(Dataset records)
====

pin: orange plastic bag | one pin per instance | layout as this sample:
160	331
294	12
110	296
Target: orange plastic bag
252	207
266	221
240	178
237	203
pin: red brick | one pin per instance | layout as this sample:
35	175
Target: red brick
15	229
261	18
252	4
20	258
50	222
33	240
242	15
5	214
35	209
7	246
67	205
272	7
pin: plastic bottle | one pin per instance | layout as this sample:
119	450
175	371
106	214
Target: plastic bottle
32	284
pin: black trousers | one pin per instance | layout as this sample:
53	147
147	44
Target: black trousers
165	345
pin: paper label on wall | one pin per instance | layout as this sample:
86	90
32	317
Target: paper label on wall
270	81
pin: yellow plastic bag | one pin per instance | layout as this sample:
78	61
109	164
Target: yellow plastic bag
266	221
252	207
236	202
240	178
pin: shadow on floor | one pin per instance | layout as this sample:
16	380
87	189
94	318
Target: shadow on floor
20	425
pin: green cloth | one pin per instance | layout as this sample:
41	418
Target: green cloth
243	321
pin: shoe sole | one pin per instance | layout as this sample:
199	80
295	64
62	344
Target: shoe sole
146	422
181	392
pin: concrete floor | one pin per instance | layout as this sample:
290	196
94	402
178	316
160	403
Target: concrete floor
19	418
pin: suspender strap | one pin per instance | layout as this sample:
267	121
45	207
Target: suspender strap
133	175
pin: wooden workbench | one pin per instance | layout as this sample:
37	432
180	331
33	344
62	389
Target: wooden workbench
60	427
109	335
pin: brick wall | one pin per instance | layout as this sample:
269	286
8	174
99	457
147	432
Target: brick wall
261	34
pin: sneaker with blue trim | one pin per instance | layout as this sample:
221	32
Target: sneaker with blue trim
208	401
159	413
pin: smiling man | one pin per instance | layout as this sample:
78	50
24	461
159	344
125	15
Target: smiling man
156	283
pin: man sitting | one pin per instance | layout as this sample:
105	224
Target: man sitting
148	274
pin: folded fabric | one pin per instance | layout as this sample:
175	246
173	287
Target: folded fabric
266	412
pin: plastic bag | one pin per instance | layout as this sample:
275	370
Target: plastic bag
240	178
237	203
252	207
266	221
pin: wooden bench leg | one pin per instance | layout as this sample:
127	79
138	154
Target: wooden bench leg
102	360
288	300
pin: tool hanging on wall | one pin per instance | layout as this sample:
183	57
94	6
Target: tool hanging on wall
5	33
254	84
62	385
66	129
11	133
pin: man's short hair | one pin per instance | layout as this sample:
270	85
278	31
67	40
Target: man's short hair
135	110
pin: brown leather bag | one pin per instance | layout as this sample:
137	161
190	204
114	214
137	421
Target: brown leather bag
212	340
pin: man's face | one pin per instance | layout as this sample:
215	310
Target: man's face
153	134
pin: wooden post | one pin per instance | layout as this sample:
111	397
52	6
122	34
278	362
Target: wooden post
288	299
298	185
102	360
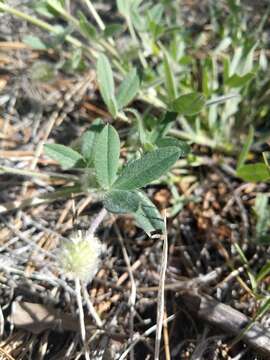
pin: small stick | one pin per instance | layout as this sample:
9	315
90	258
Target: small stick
230	320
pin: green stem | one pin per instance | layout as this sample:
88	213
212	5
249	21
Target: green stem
40	23
30	173
95	14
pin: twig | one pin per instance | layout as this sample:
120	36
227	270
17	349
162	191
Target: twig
230	320
161	291
145	334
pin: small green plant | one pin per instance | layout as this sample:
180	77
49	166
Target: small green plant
255	172
98	156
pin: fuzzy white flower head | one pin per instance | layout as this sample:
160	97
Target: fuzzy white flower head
81	256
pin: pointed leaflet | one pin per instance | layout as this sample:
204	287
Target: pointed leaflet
149	167
128	89
121	201
168	141
147	216
106	83
66	156
106	158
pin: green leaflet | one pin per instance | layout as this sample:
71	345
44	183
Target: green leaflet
106	83
148	168
254	172
188	104
121	201
66	156
106	157
147	216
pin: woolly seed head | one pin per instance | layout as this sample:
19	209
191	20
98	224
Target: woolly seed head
80	256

====

Work to do:
Change each "one pin per instance" in all the items above to "one pin per object" and write the lines out again with nothing else altered. Leave the pictures out.

Result below:
pin: orange plastic bag | one pin per object | layout as this sample:
160	331
294	12
110	296
Target: orange plastic bag
252	207
266	221
240	178
237	203
pin: red brick | one pin per object | layout as this sample:
35	175
Target: red brick
15	229
261	18
252	4
20	258
50	222
33	240
242	15
5	214
35	209
7	246
67	205
272	7
pin: plastic bottle | one pin per object | layout as this sample:
119	450
175	371
106	214
Target: plastic bottle
32	284
pin: black trousers | one pin per object | layout as this sample:
53	147
147	44
Target: black trousers
165	345
pin: paper label on wall | one pin per object | layout as this sample:
86	90
32	317
Target: paper label on wall
270	81
pin: yellow plastic bag | one pin per object | layout as this sample:
78	61
109	164
Target: yellow plastic bag
266	221
252	207
236	202
240	178
pin: shadow on floor | one pin per object | layout as this sample:
16	380
87	189
94	318
Target: shadow on floor
20	425
pin: green cloth | one pin per object | layout as this sample:
41	418
Target: green cloth
243	321
pin: shoe sole | one pin per object | layout as this sample:
199	80
295	64
62	344
Target: shoe sole
146	422
181	392
pin: concrete floor | one pin per object | layout as this sample:
290	196
94	402
178	316
160	403
Target: concrete floor
19	418
pin: suspender strap | one pin per object | layout as this sample:
267	121
45	207
Target: suspender strap
133	175
pin: wooden workbench | one pin per object | layout as this sample:
37	432
180	331
33	344
62	389
Target: wooden workbench
60	427
109	335
pin: brick wall | one pin per object | layout as this sample:
269	286
8	174
99	457
147	432
Target: brick wall
261	34
pin: sneaker with blue trim | one pin per object | layout as this sample:
221	32
Target: sneaker with blue trim
208	401
159	413
pin: smiling man | one pin per object | layout as this sample:
78	50
24	461
159	344
125	15
Target: smiling man
156	283
pin: man sitting | one pin per object | layout as this sample:
105	224
Target: man sitting
148	274
pin: folded fabric | one pin per object | layout as this sample:
175	246
173	287
Target: folded fabric
266	412
pin: plastic bag | one pin per object | layout as this sample:
275	370
Target: plastic bag
240	178
237	203
252	207
266	221
pin: wooden bench leg | one pin per object | layout as this sample:
127	79
138	154
Target: wooden bench leg
102	360
288	300
pin: tool hanging on wall | one pin per object | layout as this sample:
183	57
94	6
Target: tool hanging on wall
5	33
254	84
62	385
66	129
11	133
pin: man's short hair | one pin per object | layout as this sample:
270	85
278	31
67	40
Target: man's short hair
135	110
pin: brown leather bag | one pin per object | layout as this sample:
137	161
190	204
114	214
137	421
Target: brown leather bag
212	340
pin: man's face | one pin per object | layout as this sample:
215	310
Target: man's face
153	134
pin: wooden post | one pin per object | layout as this sample:
111	397
52	6
122	34
278	362
Target: wooden post
288	299
298	185
102	360
pin: small stick | one pin per object | layout as this sample:
9	315
90	258
Target: small stick
230	320
pin: green stem | one pin per object | layout as this sample:
88	213
212	5
249	21
Target: green stem
40	23
30	173
95	14
pin: twig | one pin per object | layout as this sample:
120	36
227	270
17	349
162	191
Target: twig
230	320
161	291
145	334
pin: small green plant | one pin per object | layout as this sample:
180	77
49	166
Target: small green plant
255	172
98	156
pin: fuzzy white flower head | one pin per object | layout as this sample:
160	97
Target: fuzzy white flower head
81	256
pin: pointed leaflet | one pin per object | layout as this sample:
204	287
Target: pointed leaflet
149	167
128	89
121	201
168	141
147	216
106	83
66	156
106	158
pin: green leaflet | one pin per object | layout as this sample:
71	345
44	183
Target: green leaflet
106	83
148	168
254	172
188	104
121	201
66	156
106	157
147	216
pin: woolly seed head | one pin per object | layout as this sample:
19	209
191	20
98	224
Target: woolly seed head
80	256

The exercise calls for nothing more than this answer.